Assigned task ->
The entries that follow need to be reproduced exactly, minus any images.

----- Stored data

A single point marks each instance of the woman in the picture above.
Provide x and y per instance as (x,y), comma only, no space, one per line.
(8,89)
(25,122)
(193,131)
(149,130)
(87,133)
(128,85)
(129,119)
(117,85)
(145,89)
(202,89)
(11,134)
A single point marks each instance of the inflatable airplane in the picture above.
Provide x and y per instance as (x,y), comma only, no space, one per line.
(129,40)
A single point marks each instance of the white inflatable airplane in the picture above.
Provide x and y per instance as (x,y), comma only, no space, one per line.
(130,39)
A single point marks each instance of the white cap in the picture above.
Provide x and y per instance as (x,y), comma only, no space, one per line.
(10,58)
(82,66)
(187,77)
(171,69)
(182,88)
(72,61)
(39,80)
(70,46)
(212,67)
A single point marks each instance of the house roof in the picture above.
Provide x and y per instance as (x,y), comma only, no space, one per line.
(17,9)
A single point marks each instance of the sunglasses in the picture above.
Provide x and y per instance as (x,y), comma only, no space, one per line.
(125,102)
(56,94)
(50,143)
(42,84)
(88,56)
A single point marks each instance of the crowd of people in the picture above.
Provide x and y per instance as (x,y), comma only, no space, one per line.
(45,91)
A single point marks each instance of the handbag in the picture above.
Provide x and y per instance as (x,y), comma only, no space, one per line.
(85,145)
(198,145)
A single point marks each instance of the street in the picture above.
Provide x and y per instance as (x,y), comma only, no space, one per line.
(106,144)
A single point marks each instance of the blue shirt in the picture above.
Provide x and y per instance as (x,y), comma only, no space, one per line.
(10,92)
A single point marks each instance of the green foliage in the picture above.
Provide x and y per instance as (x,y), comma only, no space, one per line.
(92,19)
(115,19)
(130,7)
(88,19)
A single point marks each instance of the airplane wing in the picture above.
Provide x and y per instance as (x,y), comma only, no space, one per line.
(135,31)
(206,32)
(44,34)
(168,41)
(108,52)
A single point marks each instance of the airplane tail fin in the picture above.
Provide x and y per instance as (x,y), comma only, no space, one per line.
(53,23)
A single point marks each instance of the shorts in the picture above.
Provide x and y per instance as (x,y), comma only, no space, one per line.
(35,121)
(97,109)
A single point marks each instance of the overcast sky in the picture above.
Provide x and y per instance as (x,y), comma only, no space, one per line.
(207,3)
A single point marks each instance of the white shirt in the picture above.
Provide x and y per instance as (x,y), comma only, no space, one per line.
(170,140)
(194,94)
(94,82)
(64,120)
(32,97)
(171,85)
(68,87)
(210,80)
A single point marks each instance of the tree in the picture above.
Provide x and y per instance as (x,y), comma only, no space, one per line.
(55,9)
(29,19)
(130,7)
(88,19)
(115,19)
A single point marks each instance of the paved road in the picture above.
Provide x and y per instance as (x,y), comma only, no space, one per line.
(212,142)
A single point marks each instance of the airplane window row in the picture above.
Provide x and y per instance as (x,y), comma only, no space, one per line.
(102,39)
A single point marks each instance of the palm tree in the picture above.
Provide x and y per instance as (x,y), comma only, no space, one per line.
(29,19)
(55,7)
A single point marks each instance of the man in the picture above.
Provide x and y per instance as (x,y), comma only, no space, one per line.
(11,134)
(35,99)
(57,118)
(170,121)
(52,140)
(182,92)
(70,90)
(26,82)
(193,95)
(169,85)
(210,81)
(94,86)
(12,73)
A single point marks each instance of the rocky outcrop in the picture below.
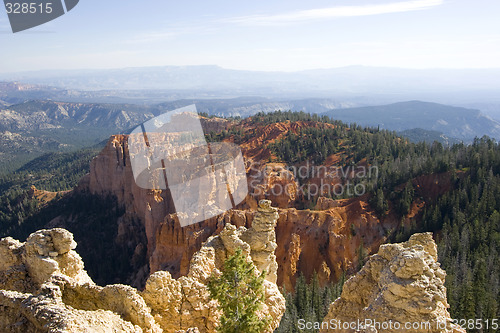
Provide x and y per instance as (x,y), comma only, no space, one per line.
(326,240)
(400,285)
(44,288)
(185,302)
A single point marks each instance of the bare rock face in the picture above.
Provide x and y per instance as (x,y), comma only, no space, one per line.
(320,240)
(44,287)
(400,285)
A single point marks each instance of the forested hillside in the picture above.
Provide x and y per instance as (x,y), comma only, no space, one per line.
(456,190)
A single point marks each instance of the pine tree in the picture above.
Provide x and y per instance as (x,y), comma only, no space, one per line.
(240,293)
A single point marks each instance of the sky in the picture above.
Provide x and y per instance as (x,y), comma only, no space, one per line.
(262,35)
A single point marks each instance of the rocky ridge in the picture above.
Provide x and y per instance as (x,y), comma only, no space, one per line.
(44,288)
(334,231)
(402,284)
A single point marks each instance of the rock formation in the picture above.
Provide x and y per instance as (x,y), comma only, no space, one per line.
(400,285)
(44,288)
(332,247)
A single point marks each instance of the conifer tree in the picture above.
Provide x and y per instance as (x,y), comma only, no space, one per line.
(240,293)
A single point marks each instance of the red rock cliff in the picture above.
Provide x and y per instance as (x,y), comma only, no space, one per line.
(328,240)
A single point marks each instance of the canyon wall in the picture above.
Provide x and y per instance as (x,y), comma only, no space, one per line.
(401,288)
(328,240)
(44,287)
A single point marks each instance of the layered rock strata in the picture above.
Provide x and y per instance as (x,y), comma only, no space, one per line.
(401,288)
(44,288)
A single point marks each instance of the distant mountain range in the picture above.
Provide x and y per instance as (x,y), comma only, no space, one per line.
(456,122)
(373,84)
(34,127)
(419,135)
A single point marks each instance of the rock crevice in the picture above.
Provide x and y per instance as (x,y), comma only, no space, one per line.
(44,287)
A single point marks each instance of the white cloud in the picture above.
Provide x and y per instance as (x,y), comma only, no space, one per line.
(335,12)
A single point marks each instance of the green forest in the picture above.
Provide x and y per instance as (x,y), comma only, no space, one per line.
(465,219)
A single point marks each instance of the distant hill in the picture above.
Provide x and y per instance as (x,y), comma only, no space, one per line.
(420,135)
(457,122)
(30,129)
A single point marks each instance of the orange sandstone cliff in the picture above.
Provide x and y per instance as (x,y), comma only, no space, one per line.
(328,240)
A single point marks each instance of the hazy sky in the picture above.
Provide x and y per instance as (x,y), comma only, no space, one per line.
(260,35)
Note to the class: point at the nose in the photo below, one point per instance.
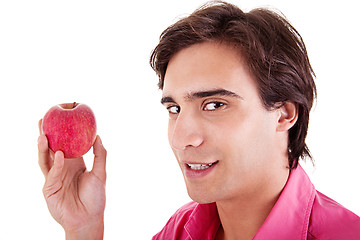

----------

Result of the exercise ->
A single point marks each instance of the woman in the picture above.
Provide x and y per instance as (x,y), comma only, no space, one per line.
(8,89)
(25,122)
(193,131)
(149,130)
(87,133)
(128,85)
(129,119)
(117,85)
(145,89)
(202,89)
(11,134)
A single point marks each instance of the inflatable airplane in the picture above.
Provide x and y per instance as (x,y), comma only, no space, one per line.
(129,40)
A single point marks each instance of the white inflatable airplane in the picture above.
Provide x and y per instance as (x,y), comma only, no space, one per line.
(130,39)
A single point marks each instance of the white cap in the picture above.
Provide x and y per instance as (x,y), comma only, no space, one per line.
(10,58)
(82,66)
(187,77)
(171,69)
(182,88)
(72,61)
(39,80)
(70,46)
(212,67)
A single point marks each instance of the house roof in the picture above.
Provide x and y per instance as (x,y), comma only, no space, one per line.
(17,9)
A single point marks each instance of the sunglasses in the picture above.
Provide x and y per instance as (x,y), comma only, no space, one per line.
(125,102)
(56,94)
(50,143)
(42,84)
(88,56)
A single point marks each instance of the crowd of people in the picture above.
Provide x and y per instance as (x,y), comma only, no space, one per line.
(45,91)
A single point marks each instance of the handbag in the picture above.
Provide x and y per instance as (x,y), comma only, no space, one per line.
(85,145)
(198,145)
A single point marks each instance of the street in the picture above.
Provide x and y per instance as (x,y), comma only, no space, one per line.
(106,144)
A single point marks each instance of the blue shirt in the picture above.
Provide x and y per instance as (x,y), comma only, no space, one per line.
(10,92)
A single point marks each instance of the green foliage in the picture above.
Provide x and y per instance as (x,y), comma only, no space, one per line.
(92,19)
(115,19)
(130,7)
(88,19)
A single point marks each instance of the airplane wing in the picture above.
Provide x and y per instance as (x,y), comma only, no space, one per line.
(135,31)
(206,32)
(44,34)
(168,41)
(108,52)
A single point marks each instance of the airplane tail fin in the picture above.
Provide x and y per instance as (x,y), comma only, no space, one per line.
(53,23)
A single point marks each instance of the shorts in the picture above.
Provide x and y per instance as (x,y), comma only, no space, one per line.
(35,121)
(97,109)
A single point marks each instance of the overcast sky in the picture above.
Provide x and y per instance as (x,y), comma only, no space, one per line.
(207,3)
A single point marks each instance of the white shirt in the picture above.
Provide x and y per instance as (x,y), comma only, no space, one per line.
(170,140)
(194,94)
(94,82)
(64,120)
(32,97)
(171,85)
(68,87)
(210,80)
A single point marks each instance of the tree in the picture above.
Provide x and y per instance as (x,y), comma only, no space, one per line.
(55,9)
(29,19)
(130,7)
(88,19)
(115,19)
A single point marks each instance of the paved road in the picture above.
Provide x and y per instance as (x,y), comma only, no space, one per line.
(212,142)
A single point marks each instance of the airplane window row in the picture above.
Provide x and y per instance as (x,y), comma only, no space, one per line.
(102,39)
A single point marks each instance of the palm tree in the picture above.
Provide x and y per instance as (x,y), comma only, no space, one per line.
(29,19)
(55,7)
A single point marks each instance of the man in the picture above.
Provide x and y per instance as (x,y), comma only, no space, one per line.
(11,134)
(35,99)
(57,118)
(170,121)
(52,140)
(182,92)
(70,90)
(26,82)
(193,95)
(169,85)
(210,81)
(94,86)
(12,73)
A single point marks each instance of the rocky outcrop in the picture below.
Provide x and y per instance as (x,y), comma only, no space, one per line.
(326,240)
(400,285)
(44,288)
(185,302)
A single point marks each instance of the bare rock face in the picture above.
Provide x and y per instance as (x,y), comma only, no space, one per line.
(320,240)
(44,287)
(400,285)
A single point marks each instance of the forested hillside in the picture above.
Provide x and y per instance as (x,y), comma only, no space, one per line.
(456,190)
A single point marks each instance of the pine tree in the picture above.
Provide x and y per instance as (x,y), comma only, no space, one per line.
(240,293)
A single point marks each instance of the sky in the picture above.
Provide x and y per instance as (x,y), comma only, no space, one per line.
(262,35)
A single point marks each instance of the rocky ridge in the picture above.
Provide x and y per instance as (x,y), comma only, no space, one per line.
(44,288)
(334,231)
(402,284)
A single point marks each instance of the rock formation in the picture above.
Provide x and y per instance as (x,y), comma only, no space, one per line.
(400,285)
(44,288)
(332,247)
A single point marks each instance of the conifer tree in the picture above.
Provide x and y per instance as (x,y), comma only, no space, one per line.
(240,293)
A single point marks each instance of the red rock cliff in the picture above.
Provide x and y per instance as (x,y), comma only, no space, one per line.
(328,240)
A single point marks each instance of the canyon wall in the picture above.
Provide x and y per instance as (x,y), comma only, no space, one per line.
(401,288)
(328,240)
(44,287)
A single point marks each instance of the layered rock strata in the picture above.
Provide x and y per instance as (x,y), comma only, no space, one per line.
(401,288)
(44,288)
A single point marks each instance of the distant mountain range in the picture above.
Provide x and y per instance as (x,y), comma only, no space, one per line.
(456,122)
(373,84)
(34,127)
(419,135)
A single point marks each instance of the rock crevice in the picture above.
Provide x and y per instance as (x,y), comma only, no space, one per line.
(44,287)
A single point marks each instance of the white cloud in the picture above.
Provide x and y per instance as (x,y), comma only, no space, one per line.
(335,12)
A single point marks each instance of the green forest in the picture above.
Provide x and y per instance as (x,y), comma only, no space, one per line.
(465,219)
A single point marks each instance of the distant hill in the picture above.
Provide x and y per instance as (x,y), comma only, no space, one per line.
(420,135)
(457,122)
(30,129)
A single point marks each instance of the orange sandstone cliff in the picture above.
Provide x and y per instance as (x,y), comma only, no space, one per line.
(328,240)
A single point marks each instance of the hazy sky in the picture above.
Provide x and y per instance as (x,y), comma only, no space, one per line.
(260,35)
Note to the class: point at the nose in the photo below, one point per instance.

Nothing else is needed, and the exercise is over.